> _INSTRUCTION_: Which lines below contain the string "yellow" with its letter case matching? Find each one and copy it in full.

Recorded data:
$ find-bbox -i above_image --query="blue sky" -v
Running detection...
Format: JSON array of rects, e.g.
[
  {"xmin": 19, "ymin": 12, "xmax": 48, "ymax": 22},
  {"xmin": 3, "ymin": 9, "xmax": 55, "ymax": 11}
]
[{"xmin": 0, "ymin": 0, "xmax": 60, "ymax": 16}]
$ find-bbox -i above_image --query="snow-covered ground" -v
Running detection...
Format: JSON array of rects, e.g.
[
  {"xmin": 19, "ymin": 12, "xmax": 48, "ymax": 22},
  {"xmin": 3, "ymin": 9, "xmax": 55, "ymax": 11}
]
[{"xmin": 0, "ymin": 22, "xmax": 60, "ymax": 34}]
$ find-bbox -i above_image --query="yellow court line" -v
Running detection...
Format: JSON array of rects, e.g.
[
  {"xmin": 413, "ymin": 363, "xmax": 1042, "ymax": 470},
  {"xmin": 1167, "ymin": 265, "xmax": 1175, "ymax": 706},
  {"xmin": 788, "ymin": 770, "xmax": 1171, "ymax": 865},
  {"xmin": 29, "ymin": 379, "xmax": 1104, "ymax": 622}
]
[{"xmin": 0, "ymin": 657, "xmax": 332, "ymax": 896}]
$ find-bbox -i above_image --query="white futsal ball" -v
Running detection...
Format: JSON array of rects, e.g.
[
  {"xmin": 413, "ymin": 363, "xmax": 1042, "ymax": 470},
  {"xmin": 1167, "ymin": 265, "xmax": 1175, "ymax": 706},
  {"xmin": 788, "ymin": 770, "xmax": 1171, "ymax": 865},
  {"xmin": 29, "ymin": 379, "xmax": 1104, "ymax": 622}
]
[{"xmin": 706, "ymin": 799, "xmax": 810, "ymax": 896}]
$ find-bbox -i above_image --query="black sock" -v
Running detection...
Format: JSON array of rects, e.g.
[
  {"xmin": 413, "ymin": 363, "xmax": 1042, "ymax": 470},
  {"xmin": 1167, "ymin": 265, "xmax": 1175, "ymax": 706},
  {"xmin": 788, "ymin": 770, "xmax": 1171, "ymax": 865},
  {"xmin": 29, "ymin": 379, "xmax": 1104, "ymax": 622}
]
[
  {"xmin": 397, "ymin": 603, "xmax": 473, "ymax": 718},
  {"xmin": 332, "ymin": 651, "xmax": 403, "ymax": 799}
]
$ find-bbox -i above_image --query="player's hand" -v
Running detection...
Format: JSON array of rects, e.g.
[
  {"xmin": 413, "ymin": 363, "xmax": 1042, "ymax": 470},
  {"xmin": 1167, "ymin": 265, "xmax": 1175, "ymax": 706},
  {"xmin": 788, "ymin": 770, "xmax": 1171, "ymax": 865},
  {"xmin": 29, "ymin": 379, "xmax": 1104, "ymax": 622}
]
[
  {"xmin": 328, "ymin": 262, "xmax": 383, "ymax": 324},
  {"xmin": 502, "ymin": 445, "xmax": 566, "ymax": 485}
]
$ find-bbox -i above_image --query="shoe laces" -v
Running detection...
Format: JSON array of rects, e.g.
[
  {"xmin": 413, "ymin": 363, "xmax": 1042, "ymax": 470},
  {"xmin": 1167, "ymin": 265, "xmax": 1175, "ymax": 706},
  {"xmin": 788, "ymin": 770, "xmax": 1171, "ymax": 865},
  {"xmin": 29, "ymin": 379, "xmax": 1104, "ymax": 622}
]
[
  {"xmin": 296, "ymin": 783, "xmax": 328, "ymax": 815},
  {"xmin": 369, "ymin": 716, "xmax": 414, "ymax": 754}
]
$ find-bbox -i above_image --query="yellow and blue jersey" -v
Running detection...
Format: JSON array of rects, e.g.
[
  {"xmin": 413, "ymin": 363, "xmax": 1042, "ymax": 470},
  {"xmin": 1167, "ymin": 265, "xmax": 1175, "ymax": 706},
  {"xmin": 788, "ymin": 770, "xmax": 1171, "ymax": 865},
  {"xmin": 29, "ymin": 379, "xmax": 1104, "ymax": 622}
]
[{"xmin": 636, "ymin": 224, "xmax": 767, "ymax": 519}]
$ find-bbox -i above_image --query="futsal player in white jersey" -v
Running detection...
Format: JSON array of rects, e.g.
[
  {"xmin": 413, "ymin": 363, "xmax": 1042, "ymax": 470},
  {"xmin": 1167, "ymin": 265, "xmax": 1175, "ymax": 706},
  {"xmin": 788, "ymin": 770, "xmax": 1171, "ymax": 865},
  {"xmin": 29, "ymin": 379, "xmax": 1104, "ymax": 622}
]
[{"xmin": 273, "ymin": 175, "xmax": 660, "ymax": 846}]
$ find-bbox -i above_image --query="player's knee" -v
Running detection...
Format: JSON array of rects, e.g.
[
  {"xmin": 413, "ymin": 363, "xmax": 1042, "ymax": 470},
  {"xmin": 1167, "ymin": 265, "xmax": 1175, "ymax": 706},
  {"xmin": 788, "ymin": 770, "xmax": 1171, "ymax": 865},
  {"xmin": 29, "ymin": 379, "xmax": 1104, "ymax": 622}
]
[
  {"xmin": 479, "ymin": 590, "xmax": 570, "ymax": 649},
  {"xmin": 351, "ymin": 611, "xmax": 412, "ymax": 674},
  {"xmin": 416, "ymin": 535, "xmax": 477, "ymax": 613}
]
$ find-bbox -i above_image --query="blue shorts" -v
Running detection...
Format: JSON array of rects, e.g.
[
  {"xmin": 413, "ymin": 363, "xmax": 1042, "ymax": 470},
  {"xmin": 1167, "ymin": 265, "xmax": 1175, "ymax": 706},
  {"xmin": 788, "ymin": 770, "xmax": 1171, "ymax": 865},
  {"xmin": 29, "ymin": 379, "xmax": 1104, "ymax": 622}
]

> _OUTPUT OF THE EXERCISE_:
$ find-bbox -i above_image --query="yellow court line" -v
$ find-bbox -i above_image --query="yellow and blue jersey" -v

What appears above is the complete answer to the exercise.